EXCERPTED PASSAGE:
=== Section Start ===

Introduction

The parse method in Retab’s document processing pipeline converts any document into cleaned, raw markdown text with page-by-page extraction. This endpoint is ideal for extracting cleaned document content to be used as context for downstream processing, such as RAG pipelines, custom ingestion pipelines, embeddings classification, and content indexing workflows. The typical RAG workflow follows these steps:
  1. Parsing: Extract clean text from documents using Retab’s parse method
  2. Chunking: Split the text into manageable blocks (sentences, paragraphs, etc..) called “chunks” for embedding
  3. Indexing: Store chunks in a vector database or any other search index for retrieval
For chunking, we recommend chonkie - a powerful and flexible text chunking library designed specifically for RAG pipelines. Unlike other methods that focus on chat formatting or structured extraction, parse provides:
  • Clean Text Output: Removes formatting artifacts and provides readable text
  • Page-by-Page Processing: Access content from individual pages
  • Flexible Table Formats: Choose how tables are represented (HTML, Markdown, JSON, YAML)
  • OCR Integration: Handles both text-based and image-based documents
  • Batch Processing Ready: Efficient for processing multiple documents

Parse API

ParseRequest
ParseRequest
Returns
ParseResult Object
A ParseResult object containing the extracted text content and processing information.

Use Case: RAG (Retrieval-Augmented Generation) Pipeline Preparation

Prepare documents for RAG applications by extracting and chunking text content.
from retab import Retab
from chonkie import SentenceChunker

client = Retab()

# Parse the document
result = client.documents.parse(
    document="technical-manual.pdf",
    model="gemini-2.5-flash",
    table_parsing_format="markdown",  # Better for RAG
    image_resolution_dpi=150  # Higher quality for technical docs
)

# Initialize chunker for RAG
chunker = SentenceChunker(
    tokenizer_or_token_counter="gpt2",
    chunk_size=512,
    chunk_overlap=128,
    min_sentences_per_chunk=1
)

=== Section End ===

TASKS TO PERFORM:
a: From the Retab parse documentation, set down everything from "Prepare documents for" down to "client = Retab()".
b: According to the Retab parse documentation, which formats can be chosen for representing tables?

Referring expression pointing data
=== Section Start ===

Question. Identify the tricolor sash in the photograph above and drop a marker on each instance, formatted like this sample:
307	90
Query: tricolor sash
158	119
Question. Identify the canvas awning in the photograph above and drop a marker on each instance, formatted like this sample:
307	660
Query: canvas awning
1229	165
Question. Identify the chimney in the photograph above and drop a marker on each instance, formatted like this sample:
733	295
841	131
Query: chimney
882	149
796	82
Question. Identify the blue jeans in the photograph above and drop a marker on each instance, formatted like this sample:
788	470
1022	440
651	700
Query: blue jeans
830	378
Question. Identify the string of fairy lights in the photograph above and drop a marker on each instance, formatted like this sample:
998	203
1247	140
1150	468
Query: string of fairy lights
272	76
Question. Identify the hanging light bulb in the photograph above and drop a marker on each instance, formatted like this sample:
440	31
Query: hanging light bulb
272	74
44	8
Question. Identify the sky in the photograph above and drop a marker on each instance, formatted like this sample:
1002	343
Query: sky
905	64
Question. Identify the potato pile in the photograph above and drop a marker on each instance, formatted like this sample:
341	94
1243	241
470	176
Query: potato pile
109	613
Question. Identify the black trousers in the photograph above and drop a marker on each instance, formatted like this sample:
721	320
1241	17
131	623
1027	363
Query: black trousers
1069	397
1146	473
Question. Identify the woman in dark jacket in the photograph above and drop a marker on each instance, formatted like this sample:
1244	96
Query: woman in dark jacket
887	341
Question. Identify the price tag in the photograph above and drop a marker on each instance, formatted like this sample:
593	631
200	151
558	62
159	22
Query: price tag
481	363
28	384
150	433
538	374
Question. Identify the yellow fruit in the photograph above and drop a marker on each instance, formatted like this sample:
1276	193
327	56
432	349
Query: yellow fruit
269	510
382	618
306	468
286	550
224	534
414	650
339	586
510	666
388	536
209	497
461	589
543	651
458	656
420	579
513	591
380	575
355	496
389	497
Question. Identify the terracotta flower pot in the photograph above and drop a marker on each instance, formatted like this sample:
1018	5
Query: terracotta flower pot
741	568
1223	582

=== Section End ===

PROBLEM SOLUTIONS:
a:
Prepare documents for RAG applications by extracting and chunking text content.
from retab import Retab
from chonkie import SentenceChunker

client = Retab()

b: HTML, Markdown, JSON, and YAML.